# Task instructions
Copy all the entries below word for word, leaving out the pictures.

# Material
· · · ·

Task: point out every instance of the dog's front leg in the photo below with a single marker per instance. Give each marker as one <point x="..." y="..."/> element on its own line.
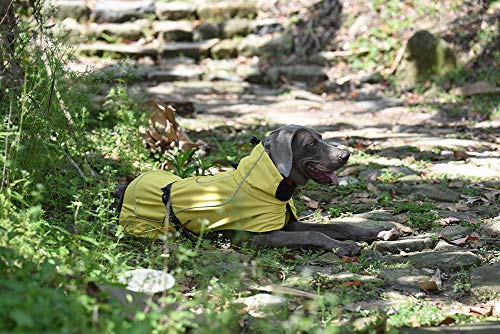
<point x="339" y="231"/>
<point x="306" y="239"/>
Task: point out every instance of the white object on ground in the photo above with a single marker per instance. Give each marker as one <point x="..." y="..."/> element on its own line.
<point x="147" y="280"/>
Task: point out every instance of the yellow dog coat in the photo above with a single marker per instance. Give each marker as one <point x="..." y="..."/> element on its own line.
<point x="249" y="198"/>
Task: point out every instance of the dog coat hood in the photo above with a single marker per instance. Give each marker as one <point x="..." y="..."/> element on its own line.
<point x="244" y="199"/>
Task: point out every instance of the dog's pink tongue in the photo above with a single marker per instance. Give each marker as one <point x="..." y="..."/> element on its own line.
<point x="333" y="178"/>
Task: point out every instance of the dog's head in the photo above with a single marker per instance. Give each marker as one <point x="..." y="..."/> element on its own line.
<point x="299" y="153"/>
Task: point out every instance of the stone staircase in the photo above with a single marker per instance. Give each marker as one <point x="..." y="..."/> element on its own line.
<point x="183" y="40"/>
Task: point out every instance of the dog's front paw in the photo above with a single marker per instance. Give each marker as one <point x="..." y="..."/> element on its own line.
<point x="349" y="248"/>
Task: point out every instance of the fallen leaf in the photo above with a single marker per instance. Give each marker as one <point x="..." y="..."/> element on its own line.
<point x="434" y="284"/>
<point x="465" y="240"/>
<point x="348" y="259"/>
<point x="447" y="221"/>
<point x="352" y="283"/>
<point x="460" y="206"/>
<point x="479" y="87"/>
<point x="312" y="204"/>
<point x="447" y="321"/>
<point x="484" y="310"/>
<point x="351" y="170"/>
<point x="372" y="188"/>
<point x="285" y="290"/>
<point x="391" y="234"/>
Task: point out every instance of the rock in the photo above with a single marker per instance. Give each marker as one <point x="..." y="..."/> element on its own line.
<point x="252" y="45"/>
<point x="206" y="30"/>
<point x="71" y="8"/>
<point x="492" y="227"/>
<point x="485" y="281"/>
<point x="412" y="244"/>
<point x="435" y="192"/>
<point x="128" y="30"/>
<point x="173" y="30"/>
<point x="484" y="327"/>
<point x="405" y="279"/>
<point x="235" y="27"/>
<point x="138" y="50"/>
<point x="189" y="49"/>
<point x="410" y="179"/>
<point x="175" y="10"/>
<point x="476" y="88"/>
<point x="262" y="302"/>
<point x="265" y="26"/>
<point x="370" y="174"/>
<point x="120" y="11"/>
<point x="453" y="232"/>
<point x="443" y="260"/>
<point x="227" y="48"/>
<point x="364" y="324"/>
<point x="250" y="73"/>
<point x="304" y="73"/>
<point x="445" y="246"/>
<point x="347" y="276"/>
<point x="424" y="56"/>
<point x="177" y="74"/>
<point x="221" y="11"/>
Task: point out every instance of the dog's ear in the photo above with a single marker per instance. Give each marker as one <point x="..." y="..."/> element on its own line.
<point x="279" y="146"/>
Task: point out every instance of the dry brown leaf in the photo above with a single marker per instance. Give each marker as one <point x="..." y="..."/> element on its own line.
<point x="351" y="170"/>
<point x="372" y="188"/>
<point x="434" y="284"/>
<point x="350" y="259"/>
<point x="460" y="206"/>
<point x="350" y="284"/>
<point x="312" y="204"/>
<point x="482" y="310"/>
<point x="284" y="290"/>
<point x="447" y="221"/>
<point x="465" y="240"/>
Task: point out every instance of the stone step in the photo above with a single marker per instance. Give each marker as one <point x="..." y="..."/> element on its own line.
<point x="118" y="11"/>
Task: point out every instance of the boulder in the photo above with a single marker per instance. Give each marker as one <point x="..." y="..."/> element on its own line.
<point x="425" y="55"/>
<point x="485" y="281"/>
<point x="117" y="11"/>
<point x="227" y="48"/>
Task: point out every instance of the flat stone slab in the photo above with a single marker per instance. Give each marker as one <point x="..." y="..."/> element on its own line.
<point x="485" y="281"/>
<point x="442" y="260"/>
<point x="224" y="10"/>
<point x="492" y="227"/>
<point x="405" y="279"/>
<point x="262" y="301"/>
<point x="176" y="74"/>
<point x="404" y="244"/>
<point x="487" y="327"/>
<point x="434" y="192"/>
<point x="189" y="49"/>
<point x="123" y="49"/>
<point x="173" y="30"/>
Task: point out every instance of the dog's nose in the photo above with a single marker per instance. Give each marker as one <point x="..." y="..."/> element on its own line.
<point x="344" y="156"/>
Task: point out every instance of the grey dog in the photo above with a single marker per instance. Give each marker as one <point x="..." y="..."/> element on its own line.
<point x="293" y="155"/>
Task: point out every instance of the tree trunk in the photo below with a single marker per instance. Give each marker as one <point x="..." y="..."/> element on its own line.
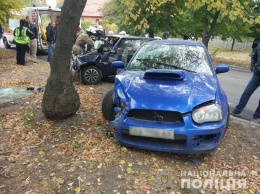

· · · ·

# Exercise result
Task: point out every instance of the dog's front leg in the photo below with a single marker per instance. Give each marker as one <point x="..." y="..."/> element on its own line.
<point x="339" y="231"/>
<point x="306" y="239"/>
Task: point out every instance of the white object on ground in the photo above with a single marker per instance. Give each marker as one <point x="..." y="..."/> element on its own line.
<point x="147" y="280"/>
Task: point out every instance of the yellow dog coat in the photo above with a single marker per instance. Give each marker as one <point x="..." y="..."/> element on its own line.
<point x="249" y="198"/>
Task: point out every instance of the dog coat hood in the photo above with a single marker per instance. Give each marker as one <point x="..." y="..."/> element on its own line.
<point x="244" y="199"/>
Task: point out every instance of the dog's pink tongue in the photo above with a single marker per instance. Give each marker as one <point x="..." y="..."/> element on its own line.
<point x="333" y="178"/>
Task: point out every instance of the dog's head in the photo above with a single marker per instance. Give each marker as one <point x="..." y="..."/> element on its own line.
<point x="299" y="153"/>
Task: point out every instance of the stone staircase in the photo above with a single marker per instance. Give each marker as one <point x="..." y="..."/> element on its own line.
<point x="183" y="40"/>
Task: point out every instance of the dog's front paw in the photo above with a single marker per instance. Give each marker as one <point x="..." y="..."/> element on its own line.
<point x="349" y="248"/>
Task: point out every instance of the fallen leaf in the photo above with a single marker per instance. Give each marker as one <point x="..." y="..."/> element on its own line.
<point x="434" y="284"/>
<point x="465" y="240"/>
<point x="348" y="259"/>
<point x="447" y="221"/>
<point x="352" y="283"/>
<point x="460" y="206"/>
<point x="479" y="87"/>
<point x="312" y="204"/>
<point x="447" y="321"/>
<point x="484" y="310"/>
<point x="351" y="170"/>
<point x="372" y="188"/>
<point x="285" y="290"/>
<point x="391" y="234"/>
Task: point out every instance of the rock in the photo above with a single marker per instance. Give each marker as one <point x="..." y="..."/> element on its own line.
<point x="252" y="45"/>
<point x="206" y="30"/>
<point x="71" y="8"/>
<point x="492" y="227"/>
<point x="485" y="281"/>
<point x="412" y="244"/>
<point x="435" y="192"/>
<point x="128" y="30"/>
<point x="173" y="30"/>
<point x="484" y="327"/>
<point x="405" y="279"/>
<point x="235" y="27"/>
<point x="138" y="50"/>
<point x="189" y="49"/>
<point x="410" y="179"/>
<point x="175" y="10"/>
<point x="476" y="88"/>
<point x="262" y="302"/>
<point x="265" y="26"/>
<point x="370" y="174"/>
<point x="120" y="11"/>
<point x="453" y="232"/>
<point x="443" y="260"/>
<point x="227" y="48"/>
<point x="364" y="324"/>
<point x="250" y="73"/>
<point x="304" y="73"/>
<point x="445" y="246"/>
<point x="347" y="276"/>
<point x="424" y="56"/>
<point x="177" y="74"/>
<point x="221" y="11"/>
Task: point out every instance of the dog's ear in the photo above with a single marker per instance. Give each marker as one <point x="..." y="..."/> element on its own line.
<point x="279" y="146"/>
Task: point out every instance of the dry brown leaf in the photo above with a single marker per instance. Give each marker as one <point x="..." y="..."/> element on its own line.
<point x="351" y="170"/>
<point x="372" y="188"/>
<point x="434" y="284"/>
<point x="350" y="259"/>
<point x="460" y="206"/>
<point x="350" y="284"/>
<point x="312" y="204"/>
<point x="482" y="310"/>
<point x="284" y="290"/>
<point x="447" y="221"/>
<point x="465" y="240"/>
Task: point out every instance of the stone step in the photo above with a single marker per instance. Give each marker as one <point x="..." y="..."/> element on its own line.
<point x="118" y="11"/>
Task: point out every instance of the boulder in the photo above with a single marker per instance. Give each marker as one <point x="..." y="..."/> element on its own line.
<point x="425" y="55"/>
<point x="485" y="281"/>
<point x="117" y="11"/>
<point x="227" y="48"/>
Task: point out every instance of the flat stone slab in the photo above with a single marker per instance. Give each marker as one <point x="..." y="..."/> element on its own line.
<point x="485" y="281"/>
<point x="442" y="260"/>
<point x="224" y="10"/>
<point x="492" y="227"/>
<point x="405" y="279"/>
<point x="262" y="301"/>
<point x="176" y="74"/>
<point x="404" y="244"/>
<point x="487" y="327"/>
<point x="434" y="192"/>
<point x="189" y="49"/>
<point x="123" y="49"/>
<point x="173" y="30"/>
Task: point out every instance of the dog's nose in the photo above with a single marker per instance. Give each marker as one <point x="..." y="..."/> element on its own line.
<point x="344" y="156"/>
Task: point out every instance of the grey dog in the photo above with a single marker per instance. Give each marker as one <point x="..." y="..."/> element on its own line.
<point x="293" y="155"/>
Task: point out every instance of the tree trunk in the photo below with a single marker per instance. Give each marker as one <point x="..." y="..."/> element on its own line.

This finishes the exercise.